[Records from a data source]
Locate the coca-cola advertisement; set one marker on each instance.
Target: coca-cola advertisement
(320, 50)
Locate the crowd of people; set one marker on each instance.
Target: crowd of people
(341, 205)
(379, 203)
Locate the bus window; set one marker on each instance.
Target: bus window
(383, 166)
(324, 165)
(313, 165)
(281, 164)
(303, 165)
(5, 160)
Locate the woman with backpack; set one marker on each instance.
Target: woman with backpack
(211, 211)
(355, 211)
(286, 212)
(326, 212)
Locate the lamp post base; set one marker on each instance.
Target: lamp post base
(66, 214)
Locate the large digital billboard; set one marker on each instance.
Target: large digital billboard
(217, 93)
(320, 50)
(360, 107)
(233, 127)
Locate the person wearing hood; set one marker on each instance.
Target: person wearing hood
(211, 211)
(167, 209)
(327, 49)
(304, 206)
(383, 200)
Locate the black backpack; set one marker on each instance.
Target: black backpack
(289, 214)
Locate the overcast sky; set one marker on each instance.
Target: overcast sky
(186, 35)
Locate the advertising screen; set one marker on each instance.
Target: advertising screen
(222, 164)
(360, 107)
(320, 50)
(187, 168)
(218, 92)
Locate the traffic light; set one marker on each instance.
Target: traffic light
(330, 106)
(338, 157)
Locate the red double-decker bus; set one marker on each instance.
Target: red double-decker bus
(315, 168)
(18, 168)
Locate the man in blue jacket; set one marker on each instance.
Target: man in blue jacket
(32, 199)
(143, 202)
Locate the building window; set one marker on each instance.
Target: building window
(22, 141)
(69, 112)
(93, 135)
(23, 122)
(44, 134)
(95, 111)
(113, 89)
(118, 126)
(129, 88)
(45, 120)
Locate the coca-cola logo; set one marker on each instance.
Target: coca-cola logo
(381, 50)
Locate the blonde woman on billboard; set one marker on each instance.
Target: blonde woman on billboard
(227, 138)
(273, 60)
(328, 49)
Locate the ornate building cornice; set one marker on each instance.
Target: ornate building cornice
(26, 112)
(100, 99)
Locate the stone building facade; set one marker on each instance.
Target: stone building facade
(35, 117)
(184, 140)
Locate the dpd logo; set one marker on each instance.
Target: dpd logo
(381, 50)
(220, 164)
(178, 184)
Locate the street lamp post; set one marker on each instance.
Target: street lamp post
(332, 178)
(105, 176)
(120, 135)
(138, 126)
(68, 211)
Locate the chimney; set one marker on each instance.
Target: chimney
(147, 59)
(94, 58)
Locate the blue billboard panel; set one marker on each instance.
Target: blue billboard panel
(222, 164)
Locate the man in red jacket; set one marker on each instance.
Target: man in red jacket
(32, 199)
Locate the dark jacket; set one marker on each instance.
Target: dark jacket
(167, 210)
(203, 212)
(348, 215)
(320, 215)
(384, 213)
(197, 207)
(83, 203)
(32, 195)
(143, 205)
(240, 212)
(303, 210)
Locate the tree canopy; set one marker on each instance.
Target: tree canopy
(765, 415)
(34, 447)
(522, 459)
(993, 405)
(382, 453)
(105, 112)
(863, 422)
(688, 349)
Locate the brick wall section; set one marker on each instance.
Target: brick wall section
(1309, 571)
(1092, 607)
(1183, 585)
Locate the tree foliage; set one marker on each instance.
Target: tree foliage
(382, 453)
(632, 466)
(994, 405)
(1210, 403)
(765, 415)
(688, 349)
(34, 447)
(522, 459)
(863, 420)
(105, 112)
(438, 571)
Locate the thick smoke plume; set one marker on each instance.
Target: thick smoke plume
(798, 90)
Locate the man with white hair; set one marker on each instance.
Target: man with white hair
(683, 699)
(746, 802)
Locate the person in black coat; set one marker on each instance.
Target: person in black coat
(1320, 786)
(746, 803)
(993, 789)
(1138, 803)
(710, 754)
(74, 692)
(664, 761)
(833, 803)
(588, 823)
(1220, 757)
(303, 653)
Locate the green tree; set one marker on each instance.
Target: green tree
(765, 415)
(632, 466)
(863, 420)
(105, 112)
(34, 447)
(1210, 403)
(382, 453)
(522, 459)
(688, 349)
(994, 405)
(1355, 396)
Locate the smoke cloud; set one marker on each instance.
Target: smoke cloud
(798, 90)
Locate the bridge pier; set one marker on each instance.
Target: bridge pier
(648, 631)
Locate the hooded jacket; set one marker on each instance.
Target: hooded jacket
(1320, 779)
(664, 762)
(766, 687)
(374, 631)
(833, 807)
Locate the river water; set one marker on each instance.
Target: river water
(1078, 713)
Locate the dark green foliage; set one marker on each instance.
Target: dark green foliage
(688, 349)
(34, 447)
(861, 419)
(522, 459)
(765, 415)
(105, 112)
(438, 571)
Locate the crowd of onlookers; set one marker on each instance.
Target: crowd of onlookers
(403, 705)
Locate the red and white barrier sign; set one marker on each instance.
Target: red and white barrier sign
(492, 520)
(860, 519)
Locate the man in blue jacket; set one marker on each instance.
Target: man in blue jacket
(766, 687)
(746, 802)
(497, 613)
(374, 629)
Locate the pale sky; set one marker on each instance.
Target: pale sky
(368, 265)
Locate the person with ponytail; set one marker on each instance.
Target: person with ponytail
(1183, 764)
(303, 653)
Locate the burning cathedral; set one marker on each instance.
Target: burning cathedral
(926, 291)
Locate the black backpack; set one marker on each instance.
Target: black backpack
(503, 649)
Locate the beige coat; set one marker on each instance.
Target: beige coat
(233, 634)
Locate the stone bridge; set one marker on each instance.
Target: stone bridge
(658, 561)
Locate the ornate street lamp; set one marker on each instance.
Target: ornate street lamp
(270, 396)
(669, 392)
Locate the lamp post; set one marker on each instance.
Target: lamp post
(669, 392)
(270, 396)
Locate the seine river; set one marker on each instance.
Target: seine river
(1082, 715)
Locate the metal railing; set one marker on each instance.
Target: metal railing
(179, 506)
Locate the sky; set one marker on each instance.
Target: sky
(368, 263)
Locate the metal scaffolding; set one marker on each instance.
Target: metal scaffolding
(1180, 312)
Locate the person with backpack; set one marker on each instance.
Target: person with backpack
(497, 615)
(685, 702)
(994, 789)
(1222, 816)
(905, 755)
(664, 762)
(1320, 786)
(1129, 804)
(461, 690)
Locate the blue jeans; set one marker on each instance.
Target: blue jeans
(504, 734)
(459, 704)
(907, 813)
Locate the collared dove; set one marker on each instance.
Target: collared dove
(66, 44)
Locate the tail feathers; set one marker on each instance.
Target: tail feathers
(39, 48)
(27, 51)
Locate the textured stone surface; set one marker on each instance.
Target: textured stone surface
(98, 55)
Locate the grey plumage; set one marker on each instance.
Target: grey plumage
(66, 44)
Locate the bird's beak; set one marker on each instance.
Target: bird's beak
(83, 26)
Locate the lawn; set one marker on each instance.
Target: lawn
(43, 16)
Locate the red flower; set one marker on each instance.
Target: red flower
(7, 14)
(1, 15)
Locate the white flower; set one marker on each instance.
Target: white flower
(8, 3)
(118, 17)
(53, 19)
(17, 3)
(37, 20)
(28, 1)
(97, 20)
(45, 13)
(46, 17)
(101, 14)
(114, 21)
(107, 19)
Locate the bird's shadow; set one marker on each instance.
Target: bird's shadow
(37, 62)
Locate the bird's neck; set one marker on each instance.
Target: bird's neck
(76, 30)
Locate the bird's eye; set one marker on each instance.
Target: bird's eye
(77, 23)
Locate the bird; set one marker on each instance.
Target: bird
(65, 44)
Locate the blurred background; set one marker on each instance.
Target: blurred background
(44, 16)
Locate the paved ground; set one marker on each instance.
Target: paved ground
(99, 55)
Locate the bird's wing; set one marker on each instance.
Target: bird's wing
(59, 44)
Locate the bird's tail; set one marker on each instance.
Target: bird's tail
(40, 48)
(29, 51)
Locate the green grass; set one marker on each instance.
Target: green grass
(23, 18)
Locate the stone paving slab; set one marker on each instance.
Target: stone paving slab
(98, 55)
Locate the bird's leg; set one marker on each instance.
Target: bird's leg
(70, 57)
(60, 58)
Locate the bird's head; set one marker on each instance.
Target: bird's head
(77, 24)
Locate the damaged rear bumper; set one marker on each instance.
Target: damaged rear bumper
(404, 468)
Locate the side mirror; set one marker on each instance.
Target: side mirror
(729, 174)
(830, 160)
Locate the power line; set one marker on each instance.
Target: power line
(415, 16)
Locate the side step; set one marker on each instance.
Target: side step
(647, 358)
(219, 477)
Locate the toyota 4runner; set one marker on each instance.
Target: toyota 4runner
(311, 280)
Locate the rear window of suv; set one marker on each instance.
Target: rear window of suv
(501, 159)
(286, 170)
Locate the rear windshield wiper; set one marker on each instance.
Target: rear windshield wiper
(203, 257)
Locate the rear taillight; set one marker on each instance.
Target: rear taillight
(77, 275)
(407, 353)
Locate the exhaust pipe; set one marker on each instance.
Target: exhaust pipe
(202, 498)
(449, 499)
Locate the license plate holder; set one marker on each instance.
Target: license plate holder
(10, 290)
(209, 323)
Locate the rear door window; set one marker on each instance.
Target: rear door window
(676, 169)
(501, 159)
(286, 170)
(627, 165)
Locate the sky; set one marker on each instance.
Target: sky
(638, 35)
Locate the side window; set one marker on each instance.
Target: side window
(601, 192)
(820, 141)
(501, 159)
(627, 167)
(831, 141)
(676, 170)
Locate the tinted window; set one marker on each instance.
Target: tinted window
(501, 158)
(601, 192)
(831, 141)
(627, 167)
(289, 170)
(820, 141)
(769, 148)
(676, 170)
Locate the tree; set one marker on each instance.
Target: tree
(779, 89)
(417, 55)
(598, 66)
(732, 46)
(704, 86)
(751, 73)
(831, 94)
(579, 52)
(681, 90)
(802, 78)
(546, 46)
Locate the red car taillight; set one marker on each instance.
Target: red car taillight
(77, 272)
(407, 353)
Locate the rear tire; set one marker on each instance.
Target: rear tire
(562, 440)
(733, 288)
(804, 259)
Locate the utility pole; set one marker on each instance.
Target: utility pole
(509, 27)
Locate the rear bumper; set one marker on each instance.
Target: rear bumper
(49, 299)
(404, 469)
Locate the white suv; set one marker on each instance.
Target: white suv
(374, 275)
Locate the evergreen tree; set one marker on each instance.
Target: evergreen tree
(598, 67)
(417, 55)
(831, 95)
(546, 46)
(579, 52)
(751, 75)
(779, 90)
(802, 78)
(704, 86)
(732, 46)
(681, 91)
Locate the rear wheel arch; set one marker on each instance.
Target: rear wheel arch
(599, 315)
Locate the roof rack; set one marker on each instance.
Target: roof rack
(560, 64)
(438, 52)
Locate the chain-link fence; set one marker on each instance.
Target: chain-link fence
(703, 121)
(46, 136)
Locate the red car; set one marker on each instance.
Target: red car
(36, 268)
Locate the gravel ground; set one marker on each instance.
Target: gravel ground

● **ACTIVITY**: Look through the entries above and quote exactly the lines from the line with "Target: stone bridge" to the line with "Locate the seine", counting both of those lines.

● **EXERCISE SOLUTION**:
Target: stone bridge
(658, 561)
Locate the ornate street lamp; set one marker on each instance.
Target: ornate street lamp
(270, 396)
(669, 392)
Locate the lamp post; set one marker on each instance.
Target: lamp post
(669, 392)
(270, 396)
Locate the seine river; set one marker on each instance.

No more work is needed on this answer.